WORK REQUIRED :: Please rescale the material below by reproducing every line, requests included, with each pixel coordinate in the answers multiplied by 1.85 and rounded to a whole number, halves up. Keep the numbers in the requests and their format samples unchanged.

RECORDS PROVIDED ::
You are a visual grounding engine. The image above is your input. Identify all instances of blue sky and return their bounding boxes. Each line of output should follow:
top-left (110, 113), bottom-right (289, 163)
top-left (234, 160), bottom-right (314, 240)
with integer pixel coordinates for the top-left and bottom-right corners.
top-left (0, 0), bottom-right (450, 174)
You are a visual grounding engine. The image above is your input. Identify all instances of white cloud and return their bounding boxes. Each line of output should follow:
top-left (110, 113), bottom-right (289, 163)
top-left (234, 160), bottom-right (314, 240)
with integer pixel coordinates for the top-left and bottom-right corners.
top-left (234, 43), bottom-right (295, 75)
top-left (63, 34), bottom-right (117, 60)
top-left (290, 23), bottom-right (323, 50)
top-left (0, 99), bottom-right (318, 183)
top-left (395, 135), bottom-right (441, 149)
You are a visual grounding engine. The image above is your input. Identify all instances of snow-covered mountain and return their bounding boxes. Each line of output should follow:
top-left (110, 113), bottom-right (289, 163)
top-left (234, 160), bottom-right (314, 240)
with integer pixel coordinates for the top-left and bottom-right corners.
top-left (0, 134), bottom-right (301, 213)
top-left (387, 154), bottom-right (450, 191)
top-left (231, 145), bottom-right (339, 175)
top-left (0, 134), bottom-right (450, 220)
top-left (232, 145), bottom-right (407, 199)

FINISHED TASK ::
You are a visual grounding engine. The image above is your input. Identify all instances of blue sky and return their bounding boxes. Each line of output should follow:
top-left (110, 113), bottom-right (289, 163)
top-left (234, 160), bottom-right (314, 240)
with integer pixel coordinates for the top-left and bottom-right corners.
top-left (0, 0), bottom-right (833, 322)
You are a visual grounding engine. The image above is your input. Identify all instances of white cloud and return their bounding boxes. Each line of output should follow:
top-left (110, 113), bottom-right (289, 163)
top-left (234, 160), bottom-right (314, 240)
with integer pixel coordinates for the top-left and bottom-right corners.
top-left (433, 80), bottom-right (546, 139)
top-left (117, 63), bottom-right (216, 111)
top-left (537, 43), bottom-right (598, 93)
top-left (0, 183), bottom-right (588, 339)
top-left (731, 250), bottom-right (816, 276)
You are a visual grounding engine. The image above is your input. Identify all instances of snow-covered mountain and return their bounding boxes. Each line of output should follow:
top-left (110, 113), bottom-right (289, 163)
top-left (234, 160), bottom-right (314, 240)
with integer pixel coordinates for the top-left and bottom-right corners.
top-left (0, 248), bottom-right (557, 394)
top-left (716, 285), bottom-right (833, 353)
top-left (427, 268), bottom-right (627, 324)
top-left (0, 248), bottom-right (833, 407)
top-left (429, 268), bottom-right (753, 368)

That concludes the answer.